• **STATED PROBLEM**: Copy the material below exactly, from the line containing "Target: balcony railing" through its final line, with both ends included.

• **TASK INPUTS**:
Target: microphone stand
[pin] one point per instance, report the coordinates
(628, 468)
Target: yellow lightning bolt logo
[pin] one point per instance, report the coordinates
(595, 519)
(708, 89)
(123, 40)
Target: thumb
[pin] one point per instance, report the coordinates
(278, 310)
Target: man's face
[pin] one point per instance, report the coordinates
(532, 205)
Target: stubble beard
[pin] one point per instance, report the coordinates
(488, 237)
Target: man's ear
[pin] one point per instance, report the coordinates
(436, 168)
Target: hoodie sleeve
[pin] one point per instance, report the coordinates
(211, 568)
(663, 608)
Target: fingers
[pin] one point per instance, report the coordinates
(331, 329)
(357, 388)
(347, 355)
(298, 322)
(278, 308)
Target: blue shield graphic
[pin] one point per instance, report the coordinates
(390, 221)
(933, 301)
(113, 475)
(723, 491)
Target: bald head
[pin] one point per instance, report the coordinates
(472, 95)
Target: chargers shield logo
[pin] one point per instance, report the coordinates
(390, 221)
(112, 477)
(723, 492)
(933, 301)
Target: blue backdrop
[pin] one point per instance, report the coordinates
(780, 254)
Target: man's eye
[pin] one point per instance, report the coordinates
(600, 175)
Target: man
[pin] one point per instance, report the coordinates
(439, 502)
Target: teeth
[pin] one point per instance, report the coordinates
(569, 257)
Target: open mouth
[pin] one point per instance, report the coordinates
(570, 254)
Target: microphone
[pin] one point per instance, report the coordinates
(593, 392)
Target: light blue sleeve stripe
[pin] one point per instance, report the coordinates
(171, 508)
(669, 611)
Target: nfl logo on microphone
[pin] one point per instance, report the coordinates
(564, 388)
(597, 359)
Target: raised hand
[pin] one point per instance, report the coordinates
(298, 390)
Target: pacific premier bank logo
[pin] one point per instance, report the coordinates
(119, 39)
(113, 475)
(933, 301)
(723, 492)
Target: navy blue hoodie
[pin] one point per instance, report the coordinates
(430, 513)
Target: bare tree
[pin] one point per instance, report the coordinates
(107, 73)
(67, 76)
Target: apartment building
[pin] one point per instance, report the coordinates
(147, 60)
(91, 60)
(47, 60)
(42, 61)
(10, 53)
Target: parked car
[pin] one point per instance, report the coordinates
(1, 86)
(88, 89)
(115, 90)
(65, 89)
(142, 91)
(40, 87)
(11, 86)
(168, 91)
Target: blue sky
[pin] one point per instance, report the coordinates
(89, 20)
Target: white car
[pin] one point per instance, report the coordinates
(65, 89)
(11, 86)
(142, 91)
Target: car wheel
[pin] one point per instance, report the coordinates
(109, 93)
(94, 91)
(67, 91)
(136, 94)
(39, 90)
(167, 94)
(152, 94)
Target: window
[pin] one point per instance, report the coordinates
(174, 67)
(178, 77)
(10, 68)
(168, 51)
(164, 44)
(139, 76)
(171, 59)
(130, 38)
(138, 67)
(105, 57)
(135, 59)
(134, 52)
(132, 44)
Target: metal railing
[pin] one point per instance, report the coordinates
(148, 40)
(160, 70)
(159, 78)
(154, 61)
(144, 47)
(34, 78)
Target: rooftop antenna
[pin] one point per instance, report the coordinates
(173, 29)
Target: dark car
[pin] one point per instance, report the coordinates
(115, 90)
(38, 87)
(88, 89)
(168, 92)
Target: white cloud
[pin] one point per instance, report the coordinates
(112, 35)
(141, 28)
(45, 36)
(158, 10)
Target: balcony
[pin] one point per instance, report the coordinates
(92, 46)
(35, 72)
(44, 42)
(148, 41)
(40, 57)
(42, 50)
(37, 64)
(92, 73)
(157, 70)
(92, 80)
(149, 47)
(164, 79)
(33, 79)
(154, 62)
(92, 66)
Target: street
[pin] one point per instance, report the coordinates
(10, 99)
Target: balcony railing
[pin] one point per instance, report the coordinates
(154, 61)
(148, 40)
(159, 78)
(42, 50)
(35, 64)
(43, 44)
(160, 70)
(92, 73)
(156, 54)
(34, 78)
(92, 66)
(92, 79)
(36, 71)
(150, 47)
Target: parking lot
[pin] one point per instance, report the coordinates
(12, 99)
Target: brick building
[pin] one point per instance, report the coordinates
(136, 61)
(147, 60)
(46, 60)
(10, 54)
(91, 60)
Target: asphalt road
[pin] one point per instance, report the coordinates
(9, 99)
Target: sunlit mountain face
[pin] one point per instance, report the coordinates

• **SOLUTION BELOW**:
Target: balcony railing
[pin] one point per instance, report the coordinates
(154, 61)
(148, 40)
(159, 78)
(42, 50)
(35, 64)
(43, 44)
(160, 70)
(92, 73)
(156, 54)
(34, 78)
(92, 66)
(92, 79)
(36, 71)
(150, 47)
Target: parking lot
[pin] one point per instance, report the coordinates
(12, 99)
Target: brick building
[pin] one point per instance, report the coordinates
(136, 61)
(147, 60)
(46, 60)
(10, 54)
(91, 60)
Target: asphalt road
[pin] one point per instance, report the coordinates
(9, 99)
Target: sunlit mountain face
[pin] one point per instance, report the coordinates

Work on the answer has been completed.